EXERCISE PASSAGE
=-=-=

Top 20 Films of 2021: #17- The Tragedy of Macbeth

Everyone take a bite of your nearest mutton leg (or vegetarian alternative), hoist a pewter mug full of mead, and roar out a mighty toast to the Year of Our Lord 2021, one of the greatest on record for Medieval Cinema! I’ve never been automatically in the tankard for tales of ye olden days, heavy with sword fights and knights and kings. If I’m being honest with myself, most of the Robin Hoods not featuring photogenic foxes or Mel Brooks songs have been non-starters for me and, like many, I had consumed my fill of Game of Thrones years before it ended. But when a good Middle Ages-adjacent tale works it works, and 2021 gave us a few special films to stir up the raucous warrior blood in the Medieval film genre. Ridley Scott gave us a wickedly modern skewering of fragile masculinity in The Last Duel and David Lowery may have made the best Arthurian movie of all time with The Green Knight. And, surprising nobody who has seen the delicious texture and tone he has brought to period pieces like True GritInside Llewyn Davis, Barton FinkO Brother Where Art Thou, The Man Who Wasn’t There, and Miller’s Crossing, Joel Coen gave us another grippingly nuanced and inventive look into bygone times with The Tragedy of Macbeth. He has given us a reading of Shakespeare’s violently engaging masterwork that howls and moans with all the maniacally ominous glee of a crackling ghost story. A bloody and foreboding yarn so cynical and bleak that you almost feel elated by its sinister, primeval majesty. Both The Green Knight and Coen’s Macbeth aim to make us feel unsettled from the first seconds and in similar ways; a raspy feminine voice croaks archaic poetry at us from offscreen in a way that both repels us and invites us to lean forward to enjoy the old school pleasure of a dark, dangerous story. Both got right under my skin and made me light up like a little kid huddling by a campfire. Apparently Old World sagas recounted with heaping helpings of uncanny dread is a pleasure center I had forgotten I had, and one I hope to have engaged more in the near future. As I have noted before, 2021 gave a renewed good name to the period piece by taking journeys into history that were both aesthetically engaging and also worked with feverish imagination to connect those stories, costumed in period garb, to the present day. And very few films did a better job tying a centuries-old tale to the here and now than Joe Coen’s masterful voyage into Shakespearean calamity.

=-=-=

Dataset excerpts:

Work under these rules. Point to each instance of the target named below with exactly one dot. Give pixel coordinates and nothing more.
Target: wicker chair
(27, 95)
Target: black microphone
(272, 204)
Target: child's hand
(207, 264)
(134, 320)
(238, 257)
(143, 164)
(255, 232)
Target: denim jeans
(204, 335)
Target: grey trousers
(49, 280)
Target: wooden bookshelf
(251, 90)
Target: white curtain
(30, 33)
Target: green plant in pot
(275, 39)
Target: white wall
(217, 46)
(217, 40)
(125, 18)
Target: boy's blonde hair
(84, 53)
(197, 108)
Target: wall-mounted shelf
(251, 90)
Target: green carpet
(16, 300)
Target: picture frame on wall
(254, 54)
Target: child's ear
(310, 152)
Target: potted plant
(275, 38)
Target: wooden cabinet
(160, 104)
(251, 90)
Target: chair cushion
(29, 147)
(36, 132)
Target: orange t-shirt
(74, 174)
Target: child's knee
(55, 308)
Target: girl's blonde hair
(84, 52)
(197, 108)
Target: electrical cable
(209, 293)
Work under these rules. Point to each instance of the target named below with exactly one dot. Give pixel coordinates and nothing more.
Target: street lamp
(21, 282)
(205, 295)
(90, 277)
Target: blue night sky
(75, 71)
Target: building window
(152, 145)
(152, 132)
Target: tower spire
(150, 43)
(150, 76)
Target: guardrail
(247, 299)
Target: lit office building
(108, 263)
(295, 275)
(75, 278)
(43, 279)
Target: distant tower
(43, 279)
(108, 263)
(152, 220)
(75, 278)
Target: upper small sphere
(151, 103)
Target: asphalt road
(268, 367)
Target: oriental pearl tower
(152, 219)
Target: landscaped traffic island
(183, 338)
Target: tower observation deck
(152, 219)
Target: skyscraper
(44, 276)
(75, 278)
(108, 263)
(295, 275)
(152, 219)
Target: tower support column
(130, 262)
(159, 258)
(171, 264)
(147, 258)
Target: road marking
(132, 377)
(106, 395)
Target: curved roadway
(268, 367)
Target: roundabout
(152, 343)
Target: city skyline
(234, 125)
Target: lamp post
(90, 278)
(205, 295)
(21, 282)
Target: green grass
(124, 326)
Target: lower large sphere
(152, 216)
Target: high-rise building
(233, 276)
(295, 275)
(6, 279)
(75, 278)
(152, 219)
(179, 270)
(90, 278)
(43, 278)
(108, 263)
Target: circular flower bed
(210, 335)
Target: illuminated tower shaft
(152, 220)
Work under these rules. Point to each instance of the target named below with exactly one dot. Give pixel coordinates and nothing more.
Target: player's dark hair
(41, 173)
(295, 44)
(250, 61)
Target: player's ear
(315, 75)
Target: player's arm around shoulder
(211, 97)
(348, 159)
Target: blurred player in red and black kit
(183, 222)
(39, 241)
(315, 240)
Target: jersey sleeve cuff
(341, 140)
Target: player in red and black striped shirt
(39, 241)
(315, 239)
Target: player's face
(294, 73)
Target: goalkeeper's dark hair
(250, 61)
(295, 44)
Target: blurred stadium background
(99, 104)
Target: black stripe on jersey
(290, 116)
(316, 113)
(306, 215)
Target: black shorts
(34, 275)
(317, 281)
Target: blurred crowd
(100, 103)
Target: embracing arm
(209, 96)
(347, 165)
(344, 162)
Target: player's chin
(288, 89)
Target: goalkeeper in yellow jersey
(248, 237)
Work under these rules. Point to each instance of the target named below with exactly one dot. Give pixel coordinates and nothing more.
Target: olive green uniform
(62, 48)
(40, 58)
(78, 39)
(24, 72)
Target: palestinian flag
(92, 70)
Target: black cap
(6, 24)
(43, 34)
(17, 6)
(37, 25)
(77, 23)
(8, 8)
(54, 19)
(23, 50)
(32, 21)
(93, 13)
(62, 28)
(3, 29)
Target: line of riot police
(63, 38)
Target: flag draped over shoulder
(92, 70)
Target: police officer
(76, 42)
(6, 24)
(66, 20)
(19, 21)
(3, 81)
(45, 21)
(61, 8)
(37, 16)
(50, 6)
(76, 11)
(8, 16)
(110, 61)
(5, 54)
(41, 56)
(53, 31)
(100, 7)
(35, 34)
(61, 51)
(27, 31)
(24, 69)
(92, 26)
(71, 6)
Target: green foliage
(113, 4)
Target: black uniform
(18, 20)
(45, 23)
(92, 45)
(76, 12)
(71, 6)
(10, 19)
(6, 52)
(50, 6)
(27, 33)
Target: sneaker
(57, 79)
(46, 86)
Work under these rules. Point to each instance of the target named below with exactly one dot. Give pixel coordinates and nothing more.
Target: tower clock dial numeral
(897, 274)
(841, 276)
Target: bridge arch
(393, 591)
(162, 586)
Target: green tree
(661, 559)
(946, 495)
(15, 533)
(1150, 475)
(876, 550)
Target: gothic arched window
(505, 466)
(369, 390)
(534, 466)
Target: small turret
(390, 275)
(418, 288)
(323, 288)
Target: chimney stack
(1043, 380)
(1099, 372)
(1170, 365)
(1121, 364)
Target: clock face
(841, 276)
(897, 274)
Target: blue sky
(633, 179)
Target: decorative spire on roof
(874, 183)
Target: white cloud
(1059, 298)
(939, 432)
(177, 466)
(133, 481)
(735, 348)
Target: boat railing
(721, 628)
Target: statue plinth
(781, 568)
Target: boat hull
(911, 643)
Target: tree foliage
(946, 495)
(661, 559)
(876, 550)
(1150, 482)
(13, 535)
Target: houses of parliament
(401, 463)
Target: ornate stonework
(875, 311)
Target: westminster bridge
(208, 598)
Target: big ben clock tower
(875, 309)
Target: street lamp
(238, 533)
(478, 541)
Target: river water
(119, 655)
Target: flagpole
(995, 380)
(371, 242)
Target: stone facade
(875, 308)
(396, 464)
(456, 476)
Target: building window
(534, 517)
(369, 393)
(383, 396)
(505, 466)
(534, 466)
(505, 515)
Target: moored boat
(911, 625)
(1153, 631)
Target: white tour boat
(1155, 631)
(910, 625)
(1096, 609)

=-=-=

LIST OF TASKS
**1)** Which three 2021 films does the Macbeth review praise as part of that year's Medieval cinema, and who directed each one?
**2)** Can you extend the Macbeth review from its last sentence?
The items are separate material and have no connection to the Macbeth review.

RESULTS FOR THE EXERCISE
**1)**
- The Last Duel, directed by Ridley Scott
- The Green Knight, directed by David Lowery
- The Tragedy of Macbeth, directed by Joel Coen

**2)**
With some minor abridgements, The Tragedy of Macbeth is largely the same deliciously fatalistic “Scottish play” many of us probably first came across in high school. MacBeth (a terrific Denzel Washington, as weary and as ill-tempered as an old grizzly bear) is a great warrior and loyal subject of King Duncan. At the story’s beginning, he is fighting off the last of his leader’s enemies in a great war. For his valor, he is to be named the Thane (a land-holding nobleman) of Cawdor. On his way to receive his promotion, however, he and his war buddy Banquo come across three old “weird sisters (Coen’s rendition proposes the could also just be 3 parts of one troubled old woman’s Gollum-like personality). The witchy trio present Macbeth with the first of several prophecies: he shall hereafter become King of Scotland. This oracle gets into Macbeth’s head so thoroughly that the wine of his new title later that evening (King Duncan proclaims that his son Malcolm will be Scotland’s next ruler) turns to vinegar in his mouth. Instead of serving as the nice gold watch for decades of loyal service to the Crown, Macbeth now regards it as a crushing rejection.. Macbeth treks home to Castle Dunsinane and Lady Macbeth (Frances McDormand, having a lot of fun with her characteristically brusque take on the role) with blood-thirsty and bitter thoughts already stewing in his mind. King Duncan will soon be visiting them in their castle and their disappointment and desperation plants a vicious seed in their minds: kill King Duncan and claim the throne for themselves. And once that treacherous deed is done, the remaining bulk of the story is all the stuff of legendary falling action. Blood stains that won’t wash out. Frame jobs and feuding. A cauldron bubbling with more noxious prophecy to poison our protagonists last vestiges of reason. A forest marching to in unison against a fortress. It’s a bitter and senseless tale that, unlike Macbeth’s late assessment of his own sorry plight, signifies quite a lot. Few stories written have such a distressingly resigned stance on man’s cannibalistic urges toward his own species and the ways that power leads human beings to drunkenly lurch in the direction of their own undoing. Macbeth was not the first bloody game of thrones written, but it has a claim to being among the finest to ever muse on man’s cruel efforts to climb to the top of the heap, even when that heap turns out to be a pile of corpses.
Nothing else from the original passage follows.